Extrait:
---

3. L’autonomie des grands fonds marins dans le gouvernement de l’Océan global
Si les AMP sont plus que jamais promues en haute mer avec le momentum BBNJ, les zones protégées de l’AIFM sont rarement prises comme exemple. En effet, ces instruments n’incluent aucune disposition sur les autres activités pouvant avoir lieu au niveau de la colonne d’eau située au-dessus. L’organisation internationale n’a, en effet, pas souhaité collaborer sur ce sujet avec les organisations régionales de gestion de la pêche ou d’autres institutions pertinentes.
Face à la médiatisation croissante de l’Océan et de ses enjeux environnementaux, l’AIFM cultive donc son cloisonnement sectoriel, malgré ses nouvelles zones protégées. Elle continue à concentrer ses efforts sur son mandat minier et la décennie 2020 sera cruciale avec la nouvelle date butoir de juillet 2023. Mais ces choix font l’objet de critiques importantes sur sa capacité à protéger les grands fonds.
De plus, nombreux sont les acteurs qui débordent du cadre de l’AIFM pour exprimer leurs doutes et mécontentements : négociations onusiennes sur la haute mer, sur la biodiversité ou le climat, Union européenne, Congrès de l’Union Internationale pour la Conservation de la Nature, G7 ou même dans les organisations liées au secteur de la finance.
L’AIFM tente, en 2021, d’appliquer la même recette, de créer quatre nouvelles zones de préservation similaires à celles créées en 2012. Elles viendraient améliorer la connectivité écologique du réseau déjà créé. Mais, encore une fois, elles évitent de coïncider avec des zones sous contrat d’exploration ou à celles réservées à l’AIFM (ISBA/26/C/58). Depuis 2018, des réflexions sont également menées pour la création de systèmes similaires dans d’autres régions du Pacifique et au sein des océans Atlantique et Indien.

---

[Entrées de pointage d'objets étiquetés]
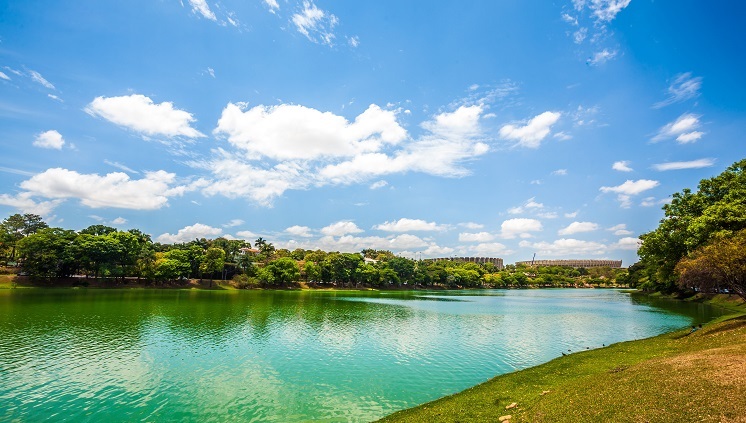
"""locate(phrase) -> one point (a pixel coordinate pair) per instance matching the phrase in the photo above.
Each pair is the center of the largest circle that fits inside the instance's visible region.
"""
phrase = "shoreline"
(594, 385)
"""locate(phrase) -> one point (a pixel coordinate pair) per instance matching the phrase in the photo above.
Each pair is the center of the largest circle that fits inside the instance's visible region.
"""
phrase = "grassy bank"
(675, 377)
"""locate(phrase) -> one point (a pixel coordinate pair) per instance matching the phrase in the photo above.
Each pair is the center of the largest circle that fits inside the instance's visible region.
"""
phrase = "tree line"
(700, 244)
(105, 253)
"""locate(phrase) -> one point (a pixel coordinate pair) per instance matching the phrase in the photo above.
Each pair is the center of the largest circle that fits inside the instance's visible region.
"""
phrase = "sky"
(431, 129)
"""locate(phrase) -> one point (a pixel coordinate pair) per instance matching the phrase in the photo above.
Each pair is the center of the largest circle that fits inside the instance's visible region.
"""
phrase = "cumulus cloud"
(138, 113)
(684, 87)
(601, 57)
(475, 237)
(26, 204)
(606, 10)
(683, 129)
(489, 249)
(627, 243)
(297, 132)
(622, 166)
(533, 132)
(620, 229)
(200, 7)
(190, 233)
(407, 225)
(301, 231)
(693, 164)
(378, 184)
(630, 188)
(521, 227)
(49, 139)
(272, 5)
(341, 228)
(314, 148)
(111, 190)
(315, 24)
(36, 77)
(578, 227)
(233, 223)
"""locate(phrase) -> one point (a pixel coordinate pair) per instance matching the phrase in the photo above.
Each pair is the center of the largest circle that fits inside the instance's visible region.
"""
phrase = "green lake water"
(201, 356)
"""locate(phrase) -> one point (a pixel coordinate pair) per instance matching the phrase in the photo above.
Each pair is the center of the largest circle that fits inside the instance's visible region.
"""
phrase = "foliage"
(716, 266)
(692, 220)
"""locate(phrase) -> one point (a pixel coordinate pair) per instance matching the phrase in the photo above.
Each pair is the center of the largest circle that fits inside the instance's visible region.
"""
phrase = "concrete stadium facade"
(573, 263)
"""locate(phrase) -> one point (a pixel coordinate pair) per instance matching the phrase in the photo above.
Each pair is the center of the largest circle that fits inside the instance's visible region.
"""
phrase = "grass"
(675, 377)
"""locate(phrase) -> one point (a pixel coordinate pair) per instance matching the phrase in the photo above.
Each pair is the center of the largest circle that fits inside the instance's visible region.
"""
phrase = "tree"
(17, 227)
(692, 220)
(212, 262)
(284, 270)
(46, 253)
(716, 266)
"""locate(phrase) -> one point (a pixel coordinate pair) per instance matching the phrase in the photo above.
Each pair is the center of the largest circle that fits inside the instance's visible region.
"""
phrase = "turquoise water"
(152, 355)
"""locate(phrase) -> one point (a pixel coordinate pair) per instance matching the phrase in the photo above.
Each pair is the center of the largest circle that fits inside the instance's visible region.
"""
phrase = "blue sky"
(432, 129)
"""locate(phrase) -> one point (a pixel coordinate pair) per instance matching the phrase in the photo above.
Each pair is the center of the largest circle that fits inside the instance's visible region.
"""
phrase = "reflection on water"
(111, 355)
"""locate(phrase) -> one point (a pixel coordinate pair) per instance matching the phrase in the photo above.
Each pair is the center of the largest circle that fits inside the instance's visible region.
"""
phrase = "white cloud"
(120, 166)
(316, 149)
(683, 87)
(36, 77)
(630, 188)
(316, 24)
(111, 190)
(682, 128)
(273, 5)
(519, 227)
(407, 225)
(341, 228)
(601, 57)
(475, 237)
(201, 7)
(296, 132)
(627, 243)
(529, 204)
(302, 231)
(606, 10)
(622, 166)
(693, 164)
(247, 235)
(578, 227)
(580, 35)
(378, 184)
(531, 134)
(233, 223)
(190, 233)
(138, 113)
(562, 136)
(566, 247)
(26, 204)
(50, 139)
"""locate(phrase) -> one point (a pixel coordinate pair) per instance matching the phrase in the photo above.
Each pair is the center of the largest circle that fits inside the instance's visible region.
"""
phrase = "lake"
(179, 355)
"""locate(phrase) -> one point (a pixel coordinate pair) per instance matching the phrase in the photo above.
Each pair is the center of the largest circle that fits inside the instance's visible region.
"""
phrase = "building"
(572, 263)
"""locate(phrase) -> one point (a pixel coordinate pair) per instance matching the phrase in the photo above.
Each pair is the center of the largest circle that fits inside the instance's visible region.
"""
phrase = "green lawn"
(676, 377)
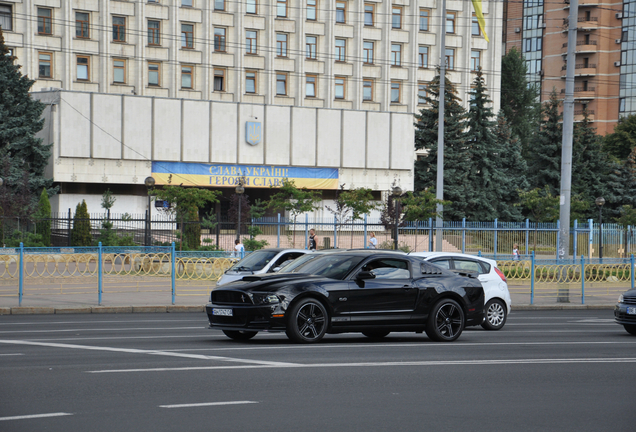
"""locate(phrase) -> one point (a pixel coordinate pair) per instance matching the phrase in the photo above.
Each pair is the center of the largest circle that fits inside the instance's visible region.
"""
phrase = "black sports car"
(354, 291)
(625, 311)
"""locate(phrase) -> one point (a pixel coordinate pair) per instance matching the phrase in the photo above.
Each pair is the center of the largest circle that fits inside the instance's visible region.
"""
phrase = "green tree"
(296, 201)
(519, 101)
(457, 183)
(620, 143)
(43, 218)
(20, 121)
(545, 163)
(81, 233)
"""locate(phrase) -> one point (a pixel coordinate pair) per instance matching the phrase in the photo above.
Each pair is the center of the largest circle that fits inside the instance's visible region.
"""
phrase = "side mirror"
(365, 275)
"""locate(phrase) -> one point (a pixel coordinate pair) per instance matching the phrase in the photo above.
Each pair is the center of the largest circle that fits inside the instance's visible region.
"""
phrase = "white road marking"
(140, 351)
(381, 364)
(34, 416)
(207, 404)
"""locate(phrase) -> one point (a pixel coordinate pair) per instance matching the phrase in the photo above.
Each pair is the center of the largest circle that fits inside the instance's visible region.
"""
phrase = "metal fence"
(494, 237)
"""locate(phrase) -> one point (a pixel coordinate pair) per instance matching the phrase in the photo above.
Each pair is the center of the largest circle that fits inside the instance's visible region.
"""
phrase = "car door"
(389, 297)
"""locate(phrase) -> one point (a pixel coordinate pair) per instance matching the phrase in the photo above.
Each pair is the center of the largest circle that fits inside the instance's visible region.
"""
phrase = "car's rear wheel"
(446, 321)
(631, 328)
(239, 334)
(496, 315)
(307, 321)
(377, 334)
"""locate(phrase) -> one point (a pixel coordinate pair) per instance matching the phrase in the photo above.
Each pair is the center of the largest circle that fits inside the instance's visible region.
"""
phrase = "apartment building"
(329, 84)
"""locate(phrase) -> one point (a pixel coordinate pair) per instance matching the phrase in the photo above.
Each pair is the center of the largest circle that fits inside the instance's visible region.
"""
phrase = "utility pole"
(568, 132)
(439, 188)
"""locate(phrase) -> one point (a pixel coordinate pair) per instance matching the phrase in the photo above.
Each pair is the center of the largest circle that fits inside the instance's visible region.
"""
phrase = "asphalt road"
(545, 371)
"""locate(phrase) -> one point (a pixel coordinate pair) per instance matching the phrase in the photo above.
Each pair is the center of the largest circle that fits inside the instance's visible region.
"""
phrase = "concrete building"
(138, 86)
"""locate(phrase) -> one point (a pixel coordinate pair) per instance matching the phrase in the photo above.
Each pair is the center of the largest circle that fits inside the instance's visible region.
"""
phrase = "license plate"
(222, 312)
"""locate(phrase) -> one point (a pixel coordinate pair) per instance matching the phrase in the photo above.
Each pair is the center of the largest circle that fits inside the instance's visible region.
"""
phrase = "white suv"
(496, 294)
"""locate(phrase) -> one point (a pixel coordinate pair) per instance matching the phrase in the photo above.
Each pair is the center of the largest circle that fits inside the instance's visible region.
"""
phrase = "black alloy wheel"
(239, 334)
(307, 321)
(446, 321)
(496, 315)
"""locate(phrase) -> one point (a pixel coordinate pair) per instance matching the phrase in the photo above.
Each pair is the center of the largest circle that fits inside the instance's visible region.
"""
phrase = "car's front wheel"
(239, 334)
(307, 321)
(496, 315)
(446, 321)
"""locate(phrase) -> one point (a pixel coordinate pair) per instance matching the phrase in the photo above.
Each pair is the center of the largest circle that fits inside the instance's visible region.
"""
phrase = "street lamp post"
(150, 183)
(600, 202)
(240, 190)
(396, 192)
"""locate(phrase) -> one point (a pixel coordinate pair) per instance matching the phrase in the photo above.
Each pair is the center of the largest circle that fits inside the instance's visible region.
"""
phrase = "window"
(83, 65)
(310, 86)
(119, 71)
(281, 84)
(450, 22)
(250, 82)
(367, 52)
(340, 87)
(281, 8)
(45, 60)
(252, 7)
(311, 10)
(219, 39)
(281, 44)
(421, 93)
(424, 14)
(187, 36)
(367, 90)
(154, 32)
(6, 18)
(82, 25)
(186, 77)
(310, 42)
(474, 28)
(341, 12)
(219, 79)
(154, 74)
(396, 87)
(450, 58)
(44, 21)
(250, 41)
(369, 12)
(423, 56)
(475, 60)
(341, 45)
(396, 54)
(396, 17)
(119, 29)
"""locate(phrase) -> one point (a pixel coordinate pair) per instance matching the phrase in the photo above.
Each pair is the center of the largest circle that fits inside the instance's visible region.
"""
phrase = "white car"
(259, 262)
(496, 294)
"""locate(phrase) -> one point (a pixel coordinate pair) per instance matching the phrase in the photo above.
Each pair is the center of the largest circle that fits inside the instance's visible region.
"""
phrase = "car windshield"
(254, 261)
(335, 266)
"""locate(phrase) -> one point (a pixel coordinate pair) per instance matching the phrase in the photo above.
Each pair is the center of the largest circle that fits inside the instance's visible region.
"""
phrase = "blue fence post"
(21, 280)
(463, 235)
(100, 270)
(364, 240)
(582, 279)
(173, 262)
(532, 278)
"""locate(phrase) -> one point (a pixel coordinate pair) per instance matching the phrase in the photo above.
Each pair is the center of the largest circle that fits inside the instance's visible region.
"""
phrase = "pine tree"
(20, 121)
(456, 163)
(545, 163)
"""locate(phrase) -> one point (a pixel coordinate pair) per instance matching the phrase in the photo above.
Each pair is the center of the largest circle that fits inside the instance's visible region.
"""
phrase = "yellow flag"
(480, 18)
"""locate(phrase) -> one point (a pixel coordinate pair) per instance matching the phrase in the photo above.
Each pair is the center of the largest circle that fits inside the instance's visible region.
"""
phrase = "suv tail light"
(501, 275)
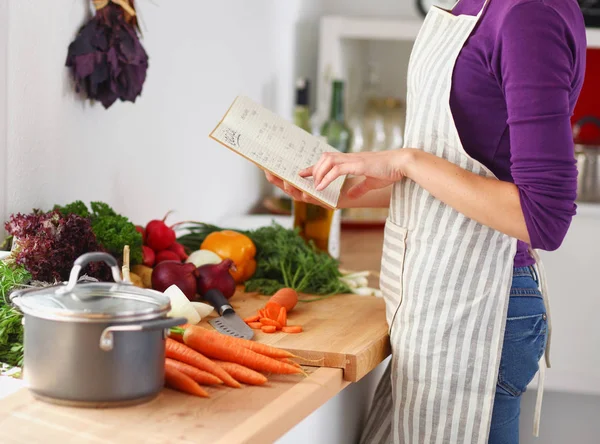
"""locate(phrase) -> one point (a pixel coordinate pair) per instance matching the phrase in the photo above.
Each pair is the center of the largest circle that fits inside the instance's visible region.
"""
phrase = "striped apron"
(445, 278)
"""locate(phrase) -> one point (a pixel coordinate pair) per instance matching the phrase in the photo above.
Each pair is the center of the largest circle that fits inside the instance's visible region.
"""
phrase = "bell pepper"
(237, 247)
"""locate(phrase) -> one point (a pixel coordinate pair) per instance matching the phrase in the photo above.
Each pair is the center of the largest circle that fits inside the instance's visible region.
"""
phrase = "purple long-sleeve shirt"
(514, 88)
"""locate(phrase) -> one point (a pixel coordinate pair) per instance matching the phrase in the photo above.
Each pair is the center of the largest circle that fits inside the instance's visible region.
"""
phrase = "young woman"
(487, 175)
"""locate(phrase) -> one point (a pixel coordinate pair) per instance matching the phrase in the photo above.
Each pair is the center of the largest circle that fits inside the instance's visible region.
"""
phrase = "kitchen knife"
(229, 323)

---

Travail demandé:
[a] D'après le texte sur l'AIFM, quelle est la nouvelle date butoir qui rend la décennie 2020 cruciale ?
[b] Extrayez du texte sur l'AIFM, en le recopiant à l'identique, le passage qui va de « Face à la médiatisation » jusqu'à « de la finance. ».

Réponses:
[a] Juillet 2023.

[b]
Face à la médiatisation croissante de l’Océan et de ses enjeux environnementaux, l’AIFM cultive donc son cloisonnement sectoriel, malgré ses nouvelles zones protégées. Elle continue à concentrer ses efforts sur son mandat minier et la décennie 2020 sera cruciale avec la nouvelle date butoir de juillet 2023. Mais ces choix font l’objet de critiques importantes sur sa capacité à protéger les grands fonds.
De plus, nombreux sont les acteurs qui débordent du cadre de l’AIFM pour exprimer leurs doutes et mécontentements : négociations onusiennes sur la haute mer, sur la biodiversité ou le climat, Union européenne, Congrès de l’Union Internationale pour la Conservation de la Nature, G7 ou même dans les organisations liées au secteur de la finance.